* **INSTRUCTIONS TO FOLLOW**
Copy, word for word, the part of the CSV parsing thread below that begins at the words "The file you" and ends after the words "csv = CSV.new(File.open('myfile.csv'))".

* **QUOTED TEXT**
2

I have a CSV File that looks like this

"url","id","role","url","deadline","availability","location","my_type","keywords","source","external_id","area","area (1)"
"https://myurl.com","123456","This a string","https://myurl.com?source=5&param=1","31-01-2020","1","Location´s Place","another_string, my_string","key1, key2, key3","anotherString","145129","Place in Earth",""

It has 13 columns.

The issue is that I get each row with a \" and I don't want that. Also, I get 16 columns back in the read.

This is what I have done

csv = CSV.new(File.open('myfile.csv'), quote_char:"\x00", force_quotes:false)
csv.read[1]

Output:

["\"https://myurl.com\"", "\"123456\"", "\"This a string\"", "\"https://myurl.com?source=5&param=1\"", "\"31-01-2020\"", "\"1\"", "\"Location´s Place\"", "\"another_string", " my_string\"", "\"key1", " key2", " key3\"", "\"anotherString\"", "\"145129\"", "\"Place in Earth\"", "\"\""]
David
  • 97
  • 9
  • Not sure if it's the best approach, but can't you replace it? – Alexander Santos Dec 06 '19 at 14:13
  • @AlexanderSantos I thought about that. However, I am afraid of removing them from a string that they are part of. – David Dec 06 '19 at 14:35
  • What about only replacing the starting \" and ending \"? By this way, you can guarantee that you wouldn't replace any \" from the word. Unless there are some words that should have those quotes in the beginning/ending parts. – Alexander Santos Dec 08 '19 at 14:57

1 Answers1

4

The file you showed is a standard CSV file. There is nothing special needed. Just delete all those unnecessary arguments:

csv = CSV.new(File.open('myfile.csv'))

* **LISTING**
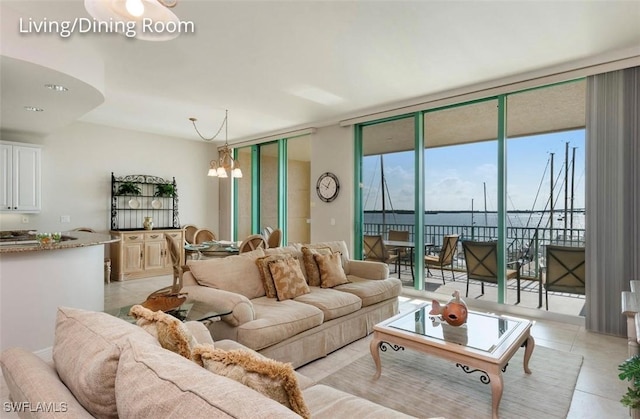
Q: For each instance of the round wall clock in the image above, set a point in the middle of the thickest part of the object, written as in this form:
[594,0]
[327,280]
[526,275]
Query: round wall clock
[327,187]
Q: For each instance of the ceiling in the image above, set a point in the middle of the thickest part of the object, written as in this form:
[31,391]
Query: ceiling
[262,60]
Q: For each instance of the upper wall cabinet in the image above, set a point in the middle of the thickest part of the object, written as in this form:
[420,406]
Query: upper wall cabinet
[20,177]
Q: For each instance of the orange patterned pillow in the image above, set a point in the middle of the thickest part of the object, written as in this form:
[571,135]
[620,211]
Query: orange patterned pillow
[331,272]
[288,278]
[310,265]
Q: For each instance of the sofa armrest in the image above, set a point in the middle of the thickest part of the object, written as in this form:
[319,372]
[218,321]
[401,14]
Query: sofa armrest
[240,306]
[31,379]
[368,269]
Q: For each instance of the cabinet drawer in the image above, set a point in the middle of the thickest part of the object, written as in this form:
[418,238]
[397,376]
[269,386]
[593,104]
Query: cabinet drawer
[153,236]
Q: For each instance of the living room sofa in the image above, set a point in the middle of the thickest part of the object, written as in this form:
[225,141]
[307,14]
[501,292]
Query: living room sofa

* **ANSWER**
The file you showed is a standard CSV file. There is nothing special needed. Just delete all those unnecessary arguments:

csv = CSV.new(File.open('myfile.csv'))